=== TO BE DONE ===
Return each line below that contains the string "landing". Case matters.

::: RECORDS SHOWN

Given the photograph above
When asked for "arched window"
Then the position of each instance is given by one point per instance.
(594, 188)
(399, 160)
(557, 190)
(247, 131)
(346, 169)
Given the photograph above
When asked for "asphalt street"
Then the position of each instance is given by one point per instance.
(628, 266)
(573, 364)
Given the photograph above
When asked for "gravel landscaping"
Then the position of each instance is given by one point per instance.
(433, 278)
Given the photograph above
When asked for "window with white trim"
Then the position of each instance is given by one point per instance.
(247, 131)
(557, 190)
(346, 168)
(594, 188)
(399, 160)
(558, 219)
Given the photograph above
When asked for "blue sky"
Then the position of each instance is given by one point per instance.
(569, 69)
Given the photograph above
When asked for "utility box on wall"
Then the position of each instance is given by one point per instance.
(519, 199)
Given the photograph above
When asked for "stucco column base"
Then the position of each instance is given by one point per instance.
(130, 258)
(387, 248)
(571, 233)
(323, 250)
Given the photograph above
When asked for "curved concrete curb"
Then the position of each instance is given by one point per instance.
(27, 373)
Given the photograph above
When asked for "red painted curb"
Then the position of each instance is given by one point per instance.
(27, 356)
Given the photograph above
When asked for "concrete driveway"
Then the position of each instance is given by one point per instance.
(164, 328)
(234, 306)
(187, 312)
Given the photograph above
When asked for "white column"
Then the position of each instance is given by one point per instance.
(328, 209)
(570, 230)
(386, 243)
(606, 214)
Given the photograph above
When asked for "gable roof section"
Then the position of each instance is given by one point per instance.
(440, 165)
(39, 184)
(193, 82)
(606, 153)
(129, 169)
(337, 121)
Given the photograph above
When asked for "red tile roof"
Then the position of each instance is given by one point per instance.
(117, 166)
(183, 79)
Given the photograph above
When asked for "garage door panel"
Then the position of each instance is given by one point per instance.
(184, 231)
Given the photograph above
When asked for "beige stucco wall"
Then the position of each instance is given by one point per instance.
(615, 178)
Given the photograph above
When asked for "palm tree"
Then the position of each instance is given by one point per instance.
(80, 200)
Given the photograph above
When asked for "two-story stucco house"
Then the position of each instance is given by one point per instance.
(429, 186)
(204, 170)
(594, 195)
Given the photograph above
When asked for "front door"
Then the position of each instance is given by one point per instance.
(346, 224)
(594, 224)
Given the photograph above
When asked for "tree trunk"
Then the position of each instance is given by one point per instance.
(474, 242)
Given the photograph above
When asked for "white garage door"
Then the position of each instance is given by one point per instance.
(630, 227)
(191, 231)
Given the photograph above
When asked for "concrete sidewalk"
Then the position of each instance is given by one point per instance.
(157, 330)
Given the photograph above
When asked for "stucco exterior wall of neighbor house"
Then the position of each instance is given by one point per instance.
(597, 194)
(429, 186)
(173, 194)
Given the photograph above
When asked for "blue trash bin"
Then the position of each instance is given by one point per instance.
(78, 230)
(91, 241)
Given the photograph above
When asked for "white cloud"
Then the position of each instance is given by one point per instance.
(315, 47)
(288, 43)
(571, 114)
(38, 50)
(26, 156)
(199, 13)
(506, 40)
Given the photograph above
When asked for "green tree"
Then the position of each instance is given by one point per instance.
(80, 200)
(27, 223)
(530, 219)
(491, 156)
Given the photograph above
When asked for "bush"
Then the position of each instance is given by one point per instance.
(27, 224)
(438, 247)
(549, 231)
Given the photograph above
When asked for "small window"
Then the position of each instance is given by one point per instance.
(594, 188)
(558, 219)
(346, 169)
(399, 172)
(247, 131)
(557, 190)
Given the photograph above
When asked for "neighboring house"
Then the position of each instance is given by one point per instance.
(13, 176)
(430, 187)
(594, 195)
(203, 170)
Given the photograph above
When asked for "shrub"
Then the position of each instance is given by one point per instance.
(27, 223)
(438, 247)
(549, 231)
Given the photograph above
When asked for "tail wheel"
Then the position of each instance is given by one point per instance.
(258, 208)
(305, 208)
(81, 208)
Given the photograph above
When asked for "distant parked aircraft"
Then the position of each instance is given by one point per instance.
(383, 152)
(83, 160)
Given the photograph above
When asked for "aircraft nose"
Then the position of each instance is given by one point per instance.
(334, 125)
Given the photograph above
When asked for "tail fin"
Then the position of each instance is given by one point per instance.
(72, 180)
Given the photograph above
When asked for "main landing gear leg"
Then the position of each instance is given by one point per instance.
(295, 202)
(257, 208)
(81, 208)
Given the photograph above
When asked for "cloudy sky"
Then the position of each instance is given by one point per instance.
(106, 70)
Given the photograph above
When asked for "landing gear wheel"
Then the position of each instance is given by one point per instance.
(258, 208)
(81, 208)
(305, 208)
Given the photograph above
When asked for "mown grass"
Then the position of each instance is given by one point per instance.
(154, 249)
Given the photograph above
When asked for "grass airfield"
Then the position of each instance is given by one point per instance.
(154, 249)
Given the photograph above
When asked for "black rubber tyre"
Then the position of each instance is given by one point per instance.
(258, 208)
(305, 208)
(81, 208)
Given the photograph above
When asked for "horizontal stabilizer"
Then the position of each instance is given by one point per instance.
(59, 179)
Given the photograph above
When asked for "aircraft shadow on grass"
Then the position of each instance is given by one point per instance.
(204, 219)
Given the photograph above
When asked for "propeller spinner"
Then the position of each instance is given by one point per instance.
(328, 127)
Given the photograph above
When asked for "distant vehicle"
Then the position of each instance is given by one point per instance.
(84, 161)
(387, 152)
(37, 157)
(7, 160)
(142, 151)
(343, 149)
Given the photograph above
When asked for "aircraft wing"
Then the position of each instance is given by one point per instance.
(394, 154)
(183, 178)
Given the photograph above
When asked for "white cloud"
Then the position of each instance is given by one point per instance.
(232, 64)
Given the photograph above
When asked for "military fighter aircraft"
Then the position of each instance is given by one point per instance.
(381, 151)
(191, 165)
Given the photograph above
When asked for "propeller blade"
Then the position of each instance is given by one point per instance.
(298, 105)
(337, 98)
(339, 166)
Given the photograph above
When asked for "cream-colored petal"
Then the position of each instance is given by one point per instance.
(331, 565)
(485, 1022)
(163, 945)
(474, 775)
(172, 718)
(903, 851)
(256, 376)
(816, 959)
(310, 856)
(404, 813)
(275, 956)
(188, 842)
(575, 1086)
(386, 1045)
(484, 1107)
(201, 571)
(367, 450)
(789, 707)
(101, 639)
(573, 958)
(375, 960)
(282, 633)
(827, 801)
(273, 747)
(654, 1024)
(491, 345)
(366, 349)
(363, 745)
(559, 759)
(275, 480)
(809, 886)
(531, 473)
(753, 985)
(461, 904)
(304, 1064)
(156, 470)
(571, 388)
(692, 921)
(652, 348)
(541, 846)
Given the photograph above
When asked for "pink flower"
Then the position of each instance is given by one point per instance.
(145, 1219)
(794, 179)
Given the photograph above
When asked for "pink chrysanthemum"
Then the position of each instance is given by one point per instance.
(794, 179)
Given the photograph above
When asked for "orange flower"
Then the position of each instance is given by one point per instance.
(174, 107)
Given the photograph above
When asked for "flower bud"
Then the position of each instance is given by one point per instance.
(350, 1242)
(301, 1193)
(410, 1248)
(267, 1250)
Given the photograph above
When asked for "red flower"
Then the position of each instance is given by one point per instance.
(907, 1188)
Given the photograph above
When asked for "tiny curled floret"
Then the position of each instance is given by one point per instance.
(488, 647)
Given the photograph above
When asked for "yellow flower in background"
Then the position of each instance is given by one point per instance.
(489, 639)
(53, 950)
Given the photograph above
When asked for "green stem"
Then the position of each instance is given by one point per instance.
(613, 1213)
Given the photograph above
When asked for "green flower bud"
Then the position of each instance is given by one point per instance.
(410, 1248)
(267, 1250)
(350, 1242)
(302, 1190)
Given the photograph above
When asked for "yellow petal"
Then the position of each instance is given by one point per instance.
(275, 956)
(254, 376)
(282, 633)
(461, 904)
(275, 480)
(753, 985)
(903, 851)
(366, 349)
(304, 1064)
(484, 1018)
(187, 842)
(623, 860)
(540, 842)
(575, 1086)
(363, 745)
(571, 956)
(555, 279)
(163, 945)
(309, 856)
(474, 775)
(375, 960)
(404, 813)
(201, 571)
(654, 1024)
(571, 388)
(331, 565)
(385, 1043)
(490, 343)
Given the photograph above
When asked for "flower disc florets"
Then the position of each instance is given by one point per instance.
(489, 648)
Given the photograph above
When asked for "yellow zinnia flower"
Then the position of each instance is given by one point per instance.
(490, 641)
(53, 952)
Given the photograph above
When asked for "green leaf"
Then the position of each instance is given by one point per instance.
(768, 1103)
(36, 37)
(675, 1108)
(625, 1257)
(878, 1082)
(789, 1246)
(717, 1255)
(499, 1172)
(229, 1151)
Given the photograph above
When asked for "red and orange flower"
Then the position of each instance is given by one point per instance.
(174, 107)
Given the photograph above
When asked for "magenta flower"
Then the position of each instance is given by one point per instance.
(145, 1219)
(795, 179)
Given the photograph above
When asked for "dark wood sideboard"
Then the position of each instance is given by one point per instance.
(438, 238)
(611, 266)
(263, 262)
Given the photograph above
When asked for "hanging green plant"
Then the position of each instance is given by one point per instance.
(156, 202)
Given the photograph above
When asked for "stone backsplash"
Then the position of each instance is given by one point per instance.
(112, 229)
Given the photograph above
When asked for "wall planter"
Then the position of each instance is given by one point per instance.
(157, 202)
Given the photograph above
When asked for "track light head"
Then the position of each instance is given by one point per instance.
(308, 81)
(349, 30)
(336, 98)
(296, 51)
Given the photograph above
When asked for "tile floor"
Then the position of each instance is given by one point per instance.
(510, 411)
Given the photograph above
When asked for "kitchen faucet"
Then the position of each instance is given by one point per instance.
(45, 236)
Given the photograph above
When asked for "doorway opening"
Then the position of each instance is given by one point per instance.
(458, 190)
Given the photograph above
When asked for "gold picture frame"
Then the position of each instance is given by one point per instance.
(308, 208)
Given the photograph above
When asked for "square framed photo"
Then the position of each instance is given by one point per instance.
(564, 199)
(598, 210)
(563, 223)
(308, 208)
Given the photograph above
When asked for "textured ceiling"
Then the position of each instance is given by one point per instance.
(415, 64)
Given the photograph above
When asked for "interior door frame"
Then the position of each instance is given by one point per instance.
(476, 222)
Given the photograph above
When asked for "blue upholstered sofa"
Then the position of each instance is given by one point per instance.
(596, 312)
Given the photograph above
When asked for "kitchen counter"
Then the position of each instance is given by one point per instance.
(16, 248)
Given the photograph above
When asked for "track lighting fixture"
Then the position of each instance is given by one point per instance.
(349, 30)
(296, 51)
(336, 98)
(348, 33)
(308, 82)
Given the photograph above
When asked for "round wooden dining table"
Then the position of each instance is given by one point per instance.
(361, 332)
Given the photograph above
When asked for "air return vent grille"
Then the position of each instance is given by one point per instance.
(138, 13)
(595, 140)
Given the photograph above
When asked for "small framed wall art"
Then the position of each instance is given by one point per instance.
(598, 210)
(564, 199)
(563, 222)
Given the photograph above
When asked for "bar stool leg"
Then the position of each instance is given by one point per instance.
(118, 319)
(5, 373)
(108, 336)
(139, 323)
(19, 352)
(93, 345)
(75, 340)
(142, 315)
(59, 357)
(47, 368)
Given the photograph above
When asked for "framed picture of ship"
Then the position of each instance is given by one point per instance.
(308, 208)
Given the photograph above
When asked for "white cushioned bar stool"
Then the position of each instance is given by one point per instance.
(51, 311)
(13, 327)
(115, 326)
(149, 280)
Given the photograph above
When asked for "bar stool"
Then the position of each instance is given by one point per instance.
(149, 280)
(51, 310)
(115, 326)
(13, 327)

::::::

=== THE SOLUTION ===
When asked for "main landing gear leg"
When asked for "landing gear wheel"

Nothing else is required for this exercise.